Task details: Print only the line with "Exercise. Point out each instance of the water in" and the lines after it, ending with the last line of the material, each exactly as it stands.

Location annotation dataset excerpts:
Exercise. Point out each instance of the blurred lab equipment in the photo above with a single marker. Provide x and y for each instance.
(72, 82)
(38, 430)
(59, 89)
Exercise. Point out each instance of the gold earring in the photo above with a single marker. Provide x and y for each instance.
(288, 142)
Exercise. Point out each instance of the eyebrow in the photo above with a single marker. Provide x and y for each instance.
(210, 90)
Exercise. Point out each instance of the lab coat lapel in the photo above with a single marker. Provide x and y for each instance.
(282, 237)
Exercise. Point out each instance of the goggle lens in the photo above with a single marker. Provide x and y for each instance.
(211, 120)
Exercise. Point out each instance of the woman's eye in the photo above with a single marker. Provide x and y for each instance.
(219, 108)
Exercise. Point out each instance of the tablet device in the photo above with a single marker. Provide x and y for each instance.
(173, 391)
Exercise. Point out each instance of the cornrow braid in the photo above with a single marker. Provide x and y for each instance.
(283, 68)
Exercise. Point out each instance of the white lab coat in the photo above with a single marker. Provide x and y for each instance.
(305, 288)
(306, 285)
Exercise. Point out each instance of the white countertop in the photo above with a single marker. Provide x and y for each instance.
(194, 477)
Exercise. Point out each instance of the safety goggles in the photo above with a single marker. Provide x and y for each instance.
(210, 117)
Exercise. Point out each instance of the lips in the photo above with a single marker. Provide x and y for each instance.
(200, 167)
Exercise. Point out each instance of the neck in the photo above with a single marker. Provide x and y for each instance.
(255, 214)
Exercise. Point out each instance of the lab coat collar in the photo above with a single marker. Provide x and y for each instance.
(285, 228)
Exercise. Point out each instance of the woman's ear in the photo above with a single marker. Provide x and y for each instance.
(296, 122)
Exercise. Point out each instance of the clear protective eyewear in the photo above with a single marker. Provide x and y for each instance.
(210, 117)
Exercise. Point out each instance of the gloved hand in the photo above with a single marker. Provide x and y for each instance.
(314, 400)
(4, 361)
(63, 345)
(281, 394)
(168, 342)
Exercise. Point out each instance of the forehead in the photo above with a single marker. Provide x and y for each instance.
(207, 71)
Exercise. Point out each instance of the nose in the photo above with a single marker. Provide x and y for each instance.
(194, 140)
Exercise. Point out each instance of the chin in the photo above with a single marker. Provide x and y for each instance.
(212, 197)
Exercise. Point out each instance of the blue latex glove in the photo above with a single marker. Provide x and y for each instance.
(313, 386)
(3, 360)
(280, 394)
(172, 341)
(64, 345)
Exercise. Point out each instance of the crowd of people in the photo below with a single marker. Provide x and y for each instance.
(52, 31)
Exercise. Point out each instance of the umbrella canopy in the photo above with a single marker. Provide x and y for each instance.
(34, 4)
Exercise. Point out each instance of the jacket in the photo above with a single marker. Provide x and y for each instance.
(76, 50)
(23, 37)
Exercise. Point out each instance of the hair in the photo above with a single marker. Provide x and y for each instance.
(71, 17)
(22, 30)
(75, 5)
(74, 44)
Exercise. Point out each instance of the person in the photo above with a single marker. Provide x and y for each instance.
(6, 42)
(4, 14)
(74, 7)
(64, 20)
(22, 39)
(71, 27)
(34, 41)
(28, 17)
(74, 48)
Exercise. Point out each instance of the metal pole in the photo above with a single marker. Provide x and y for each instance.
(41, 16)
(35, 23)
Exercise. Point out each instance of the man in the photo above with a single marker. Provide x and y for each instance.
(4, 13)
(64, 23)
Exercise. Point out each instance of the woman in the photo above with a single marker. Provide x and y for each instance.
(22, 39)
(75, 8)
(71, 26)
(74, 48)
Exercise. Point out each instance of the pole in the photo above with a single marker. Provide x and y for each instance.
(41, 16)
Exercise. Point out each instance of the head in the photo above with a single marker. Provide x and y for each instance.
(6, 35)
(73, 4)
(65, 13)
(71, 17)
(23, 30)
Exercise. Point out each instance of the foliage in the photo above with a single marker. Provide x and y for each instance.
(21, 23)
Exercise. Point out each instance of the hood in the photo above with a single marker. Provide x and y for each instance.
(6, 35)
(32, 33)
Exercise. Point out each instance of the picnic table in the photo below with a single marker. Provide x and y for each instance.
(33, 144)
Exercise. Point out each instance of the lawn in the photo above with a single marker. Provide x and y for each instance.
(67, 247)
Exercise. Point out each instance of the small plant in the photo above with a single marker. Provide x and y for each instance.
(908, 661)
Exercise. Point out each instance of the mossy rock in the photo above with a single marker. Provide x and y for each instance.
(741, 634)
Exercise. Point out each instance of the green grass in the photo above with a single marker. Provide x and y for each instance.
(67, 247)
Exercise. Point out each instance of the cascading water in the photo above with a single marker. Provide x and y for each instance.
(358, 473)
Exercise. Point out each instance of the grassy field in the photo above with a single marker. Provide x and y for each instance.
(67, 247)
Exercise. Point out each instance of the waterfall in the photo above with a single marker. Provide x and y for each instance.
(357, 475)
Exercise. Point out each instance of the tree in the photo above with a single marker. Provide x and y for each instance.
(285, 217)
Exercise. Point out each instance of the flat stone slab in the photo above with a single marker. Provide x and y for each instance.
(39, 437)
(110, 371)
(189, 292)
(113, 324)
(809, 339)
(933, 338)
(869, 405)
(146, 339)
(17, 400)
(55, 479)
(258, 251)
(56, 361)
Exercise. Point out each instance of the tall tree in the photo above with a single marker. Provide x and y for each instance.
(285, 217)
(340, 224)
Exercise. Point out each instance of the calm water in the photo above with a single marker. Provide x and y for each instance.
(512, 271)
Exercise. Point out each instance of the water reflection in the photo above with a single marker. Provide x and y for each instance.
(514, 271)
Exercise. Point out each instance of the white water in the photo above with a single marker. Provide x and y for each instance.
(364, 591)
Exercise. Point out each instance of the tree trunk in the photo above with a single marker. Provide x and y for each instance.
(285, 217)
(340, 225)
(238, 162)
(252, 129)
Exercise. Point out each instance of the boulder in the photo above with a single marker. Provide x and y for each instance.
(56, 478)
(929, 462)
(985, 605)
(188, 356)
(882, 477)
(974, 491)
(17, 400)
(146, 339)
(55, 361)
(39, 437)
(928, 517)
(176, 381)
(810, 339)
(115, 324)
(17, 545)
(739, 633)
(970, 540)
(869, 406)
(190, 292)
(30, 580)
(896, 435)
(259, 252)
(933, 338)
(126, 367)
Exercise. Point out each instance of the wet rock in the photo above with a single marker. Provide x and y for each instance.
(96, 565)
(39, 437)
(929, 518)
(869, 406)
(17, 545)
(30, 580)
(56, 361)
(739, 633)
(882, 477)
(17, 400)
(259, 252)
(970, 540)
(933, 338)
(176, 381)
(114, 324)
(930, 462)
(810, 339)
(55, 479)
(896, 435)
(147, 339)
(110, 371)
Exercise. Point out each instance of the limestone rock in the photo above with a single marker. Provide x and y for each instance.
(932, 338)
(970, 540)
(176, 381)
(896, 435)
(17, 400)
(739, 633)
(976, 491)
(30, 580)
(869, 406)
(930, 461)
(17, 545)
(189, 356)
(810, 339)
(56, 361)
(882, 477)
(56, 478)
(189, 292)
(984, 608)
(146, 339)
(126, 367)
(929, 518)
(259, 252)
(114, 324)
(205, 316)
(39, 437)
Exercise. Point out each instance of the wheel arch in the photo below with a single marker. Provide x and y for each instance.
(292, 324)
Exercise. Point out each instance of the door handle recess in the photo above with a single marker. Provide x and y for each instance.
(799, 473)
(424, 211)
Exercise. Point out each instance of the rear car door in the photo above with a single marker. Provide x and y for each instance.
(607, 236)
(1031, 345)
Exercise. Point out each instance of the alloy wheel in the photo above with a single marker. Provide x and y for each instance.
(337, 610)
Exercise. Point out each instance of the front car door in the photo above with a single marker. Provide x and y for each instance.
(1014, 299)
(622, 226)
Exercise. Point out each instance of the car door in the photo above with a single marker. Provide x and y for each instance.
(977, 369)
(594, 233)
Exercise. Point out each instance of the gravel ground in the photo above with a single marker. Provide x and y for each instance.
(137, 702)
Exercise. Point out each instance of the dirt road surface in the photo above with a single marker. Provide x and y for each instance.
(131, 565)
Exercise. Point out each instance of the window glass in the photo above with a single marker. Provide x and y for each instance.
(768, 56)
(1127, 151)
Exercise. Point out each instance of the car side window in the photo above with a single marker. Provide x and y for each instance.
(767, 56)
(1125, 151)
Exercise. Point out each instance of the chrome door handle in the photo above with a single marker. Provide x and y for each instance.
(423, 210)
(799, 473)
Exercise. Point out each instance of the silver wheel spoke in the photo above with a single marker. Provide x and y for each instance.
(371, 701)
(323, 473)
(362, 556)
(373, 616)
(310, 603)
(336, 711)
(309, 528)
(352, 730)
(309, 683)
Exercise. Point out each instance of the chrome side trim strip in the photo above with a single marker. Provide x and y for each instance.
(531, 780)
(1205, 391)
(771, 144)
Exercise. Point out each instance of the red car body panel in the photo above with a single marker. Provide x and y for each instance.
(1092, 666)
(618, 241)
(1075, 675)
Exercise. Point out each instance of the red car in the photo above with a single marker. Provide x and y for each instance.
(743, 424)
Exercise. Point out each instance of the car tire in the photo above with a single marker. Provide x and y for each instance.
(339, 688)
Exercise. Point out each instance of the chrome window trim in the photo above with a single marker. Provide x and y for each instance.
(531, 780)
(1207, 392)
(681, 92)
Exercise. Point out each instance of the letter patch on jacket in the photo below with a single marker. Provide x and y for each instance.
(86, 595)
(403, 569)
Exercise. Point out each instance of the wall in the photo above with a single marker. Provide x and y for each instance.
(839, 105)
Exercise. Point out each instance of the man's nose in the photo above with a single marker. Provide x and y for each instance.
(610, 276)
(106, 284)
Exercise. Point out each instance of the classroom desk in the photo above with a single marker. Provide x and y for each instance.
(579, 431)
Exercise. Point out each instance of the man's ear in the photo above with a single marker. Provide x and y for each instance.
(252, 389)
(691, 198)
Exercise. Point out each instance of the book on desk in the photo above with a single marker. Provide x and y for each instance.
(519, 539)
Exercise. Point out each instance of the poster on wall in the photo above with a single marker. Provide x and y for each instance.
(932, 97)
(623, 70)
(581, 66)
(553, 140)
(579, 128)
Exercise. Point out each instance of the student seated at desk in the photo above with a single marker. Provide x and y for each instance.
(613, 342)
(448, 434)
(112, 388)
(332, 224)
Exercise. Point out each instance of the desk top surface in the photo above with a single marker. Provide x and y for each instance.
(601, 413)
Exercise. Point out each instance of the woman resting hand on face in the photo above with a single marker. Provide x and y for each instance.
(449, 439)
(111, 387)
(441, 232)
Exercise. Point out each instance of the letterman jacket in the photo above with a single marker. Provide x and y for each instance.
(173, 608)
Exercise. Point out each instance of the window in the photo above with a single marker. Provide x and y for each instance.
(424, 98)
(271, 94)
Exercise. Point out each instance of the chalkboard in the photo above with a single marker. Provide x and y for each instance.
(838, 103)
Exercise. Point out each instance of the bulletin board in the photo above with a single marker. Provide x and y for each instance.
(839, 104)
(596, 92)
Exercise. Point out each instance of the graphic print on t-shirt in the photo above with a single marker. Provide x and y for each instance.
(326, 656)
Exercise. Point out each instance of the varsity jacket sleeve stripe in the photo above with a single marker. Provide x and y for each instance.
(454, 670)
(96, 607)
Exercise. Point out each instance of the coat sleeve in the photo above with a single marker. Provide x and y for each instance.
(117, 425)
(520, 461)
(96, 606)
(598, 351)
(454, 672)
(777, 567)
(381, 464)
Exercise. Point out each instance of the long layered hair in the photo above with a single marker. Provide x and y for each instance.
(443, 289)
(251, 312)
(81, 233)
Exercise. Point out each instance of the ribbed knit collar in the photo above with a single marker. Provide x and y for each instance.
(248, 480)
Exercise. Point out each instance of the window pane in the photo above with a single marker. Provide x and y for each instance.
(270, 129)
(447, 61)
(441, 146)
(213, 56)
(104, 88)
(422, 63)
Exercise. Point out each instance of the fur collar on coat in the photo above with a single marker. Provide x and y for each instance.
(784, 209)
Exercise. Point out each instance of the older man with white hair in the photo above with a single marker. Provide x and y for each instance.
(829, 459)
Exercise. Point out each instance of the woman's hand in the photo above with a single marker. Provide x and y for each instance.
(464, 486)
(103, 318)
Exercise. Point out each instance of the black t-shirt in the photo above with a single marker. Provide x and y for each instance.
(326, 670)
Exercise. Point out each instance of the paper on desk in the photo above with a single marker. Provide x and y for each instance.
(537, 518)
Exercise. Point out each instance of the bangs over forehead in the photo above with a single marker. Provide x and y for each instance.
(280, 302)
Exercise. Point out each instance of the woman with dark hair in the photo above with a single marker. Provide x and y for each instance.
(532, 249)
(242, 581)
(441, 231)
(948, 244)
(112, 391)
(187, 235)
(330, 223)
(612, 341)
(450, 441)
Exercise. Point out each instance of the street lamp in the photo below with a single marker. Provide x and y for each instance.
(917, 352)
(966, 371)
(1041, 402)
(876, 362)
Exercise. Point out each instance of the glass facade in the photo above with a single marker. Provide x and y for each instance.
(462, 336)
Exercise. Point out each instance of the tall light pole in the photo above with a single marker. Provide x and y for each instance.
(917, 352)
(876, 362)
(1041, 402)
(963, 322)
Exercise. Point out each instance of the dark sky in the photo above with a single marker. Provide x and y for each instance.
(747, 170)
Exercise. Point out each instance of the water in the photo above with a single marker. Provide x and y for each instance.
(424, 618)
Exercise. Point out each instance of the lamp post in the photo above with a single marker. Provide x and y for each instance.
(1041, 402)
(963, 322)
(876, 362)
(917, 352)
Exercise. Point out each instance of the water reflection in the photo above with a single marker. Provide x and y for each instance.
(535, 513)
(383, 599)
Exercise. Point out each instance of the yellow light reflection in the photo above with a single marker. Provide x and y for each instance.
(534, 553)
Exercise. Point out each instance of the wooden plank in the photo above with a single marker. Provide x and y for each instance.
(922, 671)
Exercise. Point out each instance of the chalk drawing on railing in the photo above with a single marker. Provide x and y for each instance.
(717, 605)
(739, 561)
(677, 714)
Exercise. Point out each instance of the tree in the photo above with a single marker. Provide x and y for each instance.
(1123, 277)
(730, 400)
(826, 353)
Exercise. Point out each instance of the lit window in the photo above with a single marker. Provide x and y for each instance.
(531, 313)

Correct output:
Exercise. Point out each instance of the water in the photo above with a single marker. Provide x and y for each instance.
(424, 618)
Exercise. Point out each instance of the lamp post in the photo above with a single marker. Provide x and y for each instance.
(1041, 402)
(963, 322)
(876, 362)
(917, 352)
Exercise. Point out each instance of the water reflection in the photo above with a single marker. Provide x and y for each instance.
(535, 513)
(383, 599)
Exercise. Point out each instance of the yellow light reflection in the photo above with a single marker. Provide x and y for each instance.
(534, 553)
Exercise. Point out each instance of the wooden plank in the photo above with a single marker. Provide x and y for each instance.
(922, 671)
Exercise. Point out each instance of the chalk drawing on railing in the photo above with a single marker. Provide x and y for each instance.
(717, 605)
(739, 561)
(677, 714)
Exercise. Point out each instance of the tree in the photo above with a single marker. Provide x and y for each instance.
(1123, 277)
(730, 400)
(826, 353)
Exercise. Point out each instance of the lit window in the photo above with a single marker. Provide x and y for each instance.
(531, 313)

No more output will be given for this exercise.